EXERCISE DIRECTIONS:
Could you write out the data that follows, exactly and in full?

════════════════

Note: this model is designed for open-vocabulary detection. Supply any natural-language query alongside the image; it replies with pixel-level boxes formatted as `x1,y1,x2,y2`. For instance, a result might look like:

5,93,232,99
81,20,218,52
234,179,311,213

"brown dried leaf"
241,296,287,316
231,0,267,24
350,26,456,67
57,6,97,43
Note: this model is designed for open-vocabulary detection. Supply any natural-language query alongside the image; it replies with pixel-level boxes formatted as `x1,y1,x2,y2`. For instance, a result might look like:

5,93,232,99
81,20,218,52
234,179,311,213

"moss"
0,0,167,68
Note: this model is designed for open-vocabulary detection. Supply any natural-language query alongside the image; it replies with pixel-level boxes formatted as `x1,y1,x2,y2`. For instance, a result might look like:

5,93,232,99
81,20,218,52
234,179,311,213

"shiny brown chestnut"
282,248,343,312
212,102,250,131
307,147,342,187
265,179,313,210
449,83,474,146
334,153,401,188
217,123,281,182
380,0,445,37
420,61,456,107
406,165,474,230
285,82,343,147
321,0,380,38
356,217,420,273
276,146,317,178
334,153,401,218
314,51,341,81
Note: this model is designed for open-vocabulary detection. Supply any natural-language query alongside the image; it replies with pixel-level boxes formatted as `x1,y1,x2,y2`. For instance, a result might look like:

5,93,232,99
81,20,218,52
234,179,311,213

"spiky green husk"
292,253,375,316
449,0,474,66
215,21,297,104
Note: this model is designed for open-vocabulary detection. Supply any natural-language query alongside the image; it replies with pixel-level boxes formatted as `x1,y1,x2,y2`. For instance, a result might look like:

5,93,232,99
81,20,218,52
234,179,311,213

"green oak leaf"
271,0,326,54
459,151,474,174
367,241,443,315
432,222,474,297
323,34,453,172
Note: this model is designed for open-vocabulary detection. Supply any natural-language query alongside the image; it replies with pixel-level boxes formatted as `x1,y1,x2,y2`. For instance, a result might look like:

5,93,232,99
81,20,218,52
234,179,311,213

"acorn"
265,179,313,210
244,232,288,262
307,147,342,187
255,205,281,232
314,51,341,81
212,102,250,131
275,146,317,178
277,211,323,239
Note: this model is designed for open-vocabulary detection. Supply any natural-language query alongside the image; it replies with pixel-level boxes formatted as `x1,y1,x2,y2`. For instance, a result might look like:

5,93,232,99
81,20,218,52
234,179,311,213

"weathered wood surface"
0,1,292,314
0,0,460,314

════════════════

YOUR RESPONSE:
Note: this model is designed for open-vocabulary detection. Supply any natural-language query alongside the image; it replies with pixel-level boxes formatted as `x1,y1,x2,y2`. For instance, a result might look like:

5,93,232,99
81,20,218,52
234,179,311,213

"brown dried leaf"
241,296,287,316
231,0,267,24
350,26,456,67
57,6,97,43
Note: this model is designed for open-vocabulary detection. Supply any natural-language query alongside the image; it replies with pixel-level boxes formatted as `x1,y1,x2,y2`. For instance, a result might look like:

5,93,232,99
81,20,218,52
234,179,311,213

"moss"
0,0,167,68
Note: this model is designed for open-vocabulary detection. Supply any natural-language query alongside the image; it replies with pixel-level boxes formatted as `x1,y1,x2,y2`. For instance, a result might look like:

5,93,232,99
81,20,218,52
234,179,311,213

"shiny brown chestnut"
282,248,343,312
212,102,250,131
307,147,342,187
265,179,313,210
449,83,474,146
334,153,401,188
217,123,281,182
380,0,445,37
420,61,456,107
406,165,474,230
285,82,343,147
321,0,380,38
356,217,420,273
276,146,317,178
334,153,401,218
314,51,341,81
Note: this model is designed for open-vocabulary detection. Supply any natural-language query alongside the image; it replies with pixel-level boxes formatted as `x1,y1,x2,y2`. For instance, a result might look like:

5,93,232,99
81,20,218,52
234,179,311,213

"spiky green husk"
292,253,375,316
449,0,474,66
215,21,297,104
Note: this model is designed for open-vocabulary detection. Supply any natural-language query alongside the image; it replies with pixel-level boxes formatted as `x1,y1,x2,y2`. For instance, a result might look like:

5,93,232,99
81,20,218,52
234,179,311,213

"green oak leaf"
271,0,326,54
459,151,474,174
367,241,443,315
432,222,474,297
323,34,453,172
Note: this model is designed for open-vocabulary detection. Supply any natural-language query alongside the image; it replies with pixel-level boxes formatted as `x1,y1,x2,y2`. For instance, a result might look like:

5,93,232,99
81,20,218,52
234,179,311,213

"acorn"
265,179,313,210
244,232,288,262
307,147,342,187
255,205,281,232
314,51,341,81
212,102,250,131
275,146,317,178
277,211,323,239
Note: this model is designed for open-vocabulary detection. Supply any natural-language query alongside the image; it replies with pixel-level boxes formatted as `x1,y1,x2,y2`. For instance, a result might look like:

5,93,232,99
81,20,218,52
234,179,311,213

"weathered wood surface"
0,1,292,314
0,0,460,314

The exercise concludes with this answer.